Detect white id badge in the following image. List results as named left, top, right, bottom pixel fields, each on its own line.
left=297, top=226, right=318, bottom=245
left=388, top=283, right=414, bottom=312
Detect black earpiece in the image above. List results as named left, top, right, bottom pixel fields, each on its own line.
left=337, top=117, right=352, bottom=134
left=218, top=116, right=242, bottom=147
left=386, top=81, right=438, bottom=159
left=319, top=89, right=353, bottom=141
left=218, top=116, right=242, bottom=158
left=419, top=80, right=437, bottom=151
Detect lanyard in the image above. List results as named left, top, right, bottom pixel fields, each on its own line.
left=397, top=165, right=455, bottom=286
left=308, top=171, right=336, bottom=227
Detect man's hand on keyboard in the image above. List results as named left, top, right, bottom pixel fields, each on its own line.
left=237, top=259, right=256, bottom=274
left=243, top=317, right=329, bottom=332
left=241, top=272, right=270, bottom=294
==
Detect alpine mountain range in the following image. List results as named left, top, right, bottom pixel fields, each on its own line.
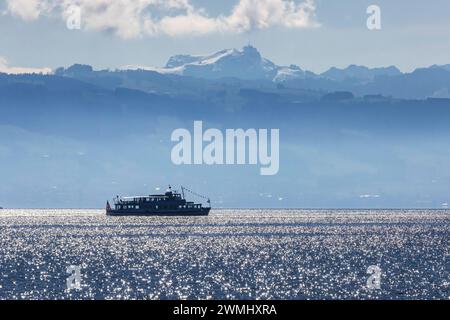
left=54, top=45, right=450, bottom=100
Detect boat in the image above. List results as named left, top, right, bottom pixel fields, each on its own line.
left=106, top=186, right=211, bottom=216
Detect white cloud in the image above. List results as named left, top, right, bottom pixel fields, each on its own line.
--
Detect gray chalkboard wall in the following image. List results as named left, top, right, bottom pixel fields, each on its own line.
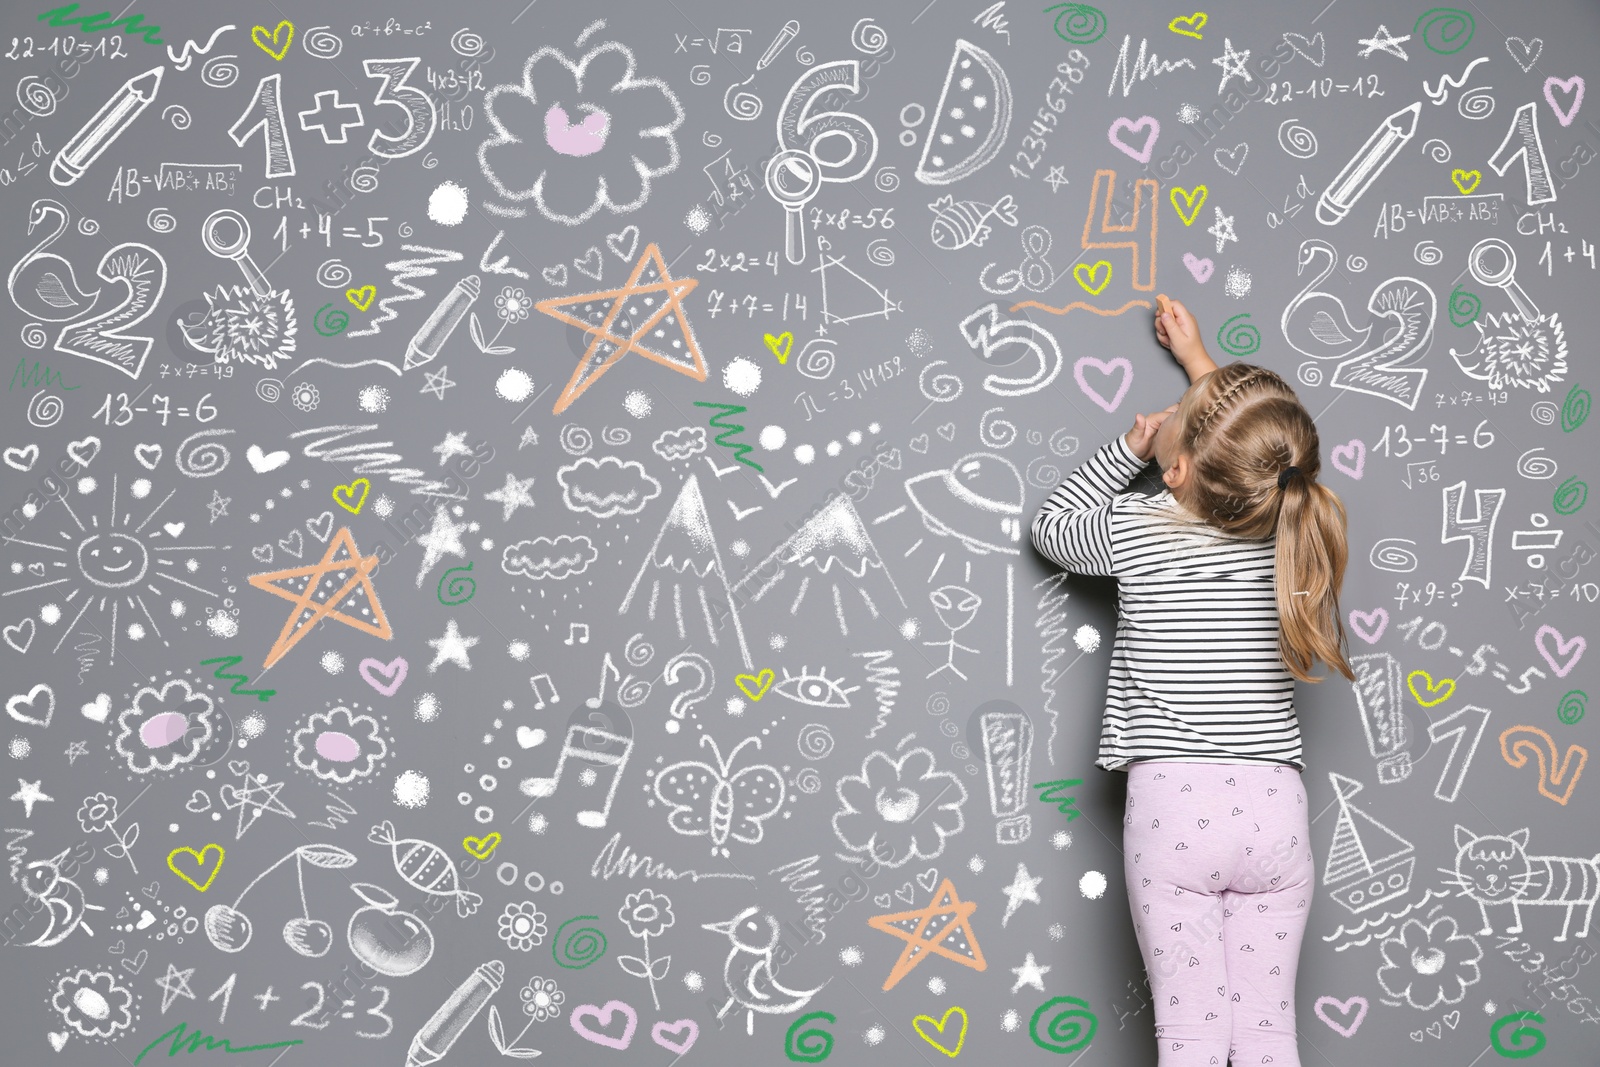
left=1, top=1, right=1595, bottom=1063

● **WORK TASK**
Using the records above, repeat exactly the run of lines that starts with the line with "Detect alpine mountain" and goes on through the line with "Detect white cloud"; omit each picture.

● **COMPLETED TASK**
Detect alpine mountain range in the following image. List results as named left, top, right, bottom pixel fields, each on its own line.
left=54, top=45, right=450, bottom=100
Detect boat in the image above. List results as named left, top, right, bottom pixel fields, each on its own line.
left=106, top=186, right=211, bottom=216
Detect white cloud in the image above. List results as named left, top, right, bottom pixel fields, each on its own line.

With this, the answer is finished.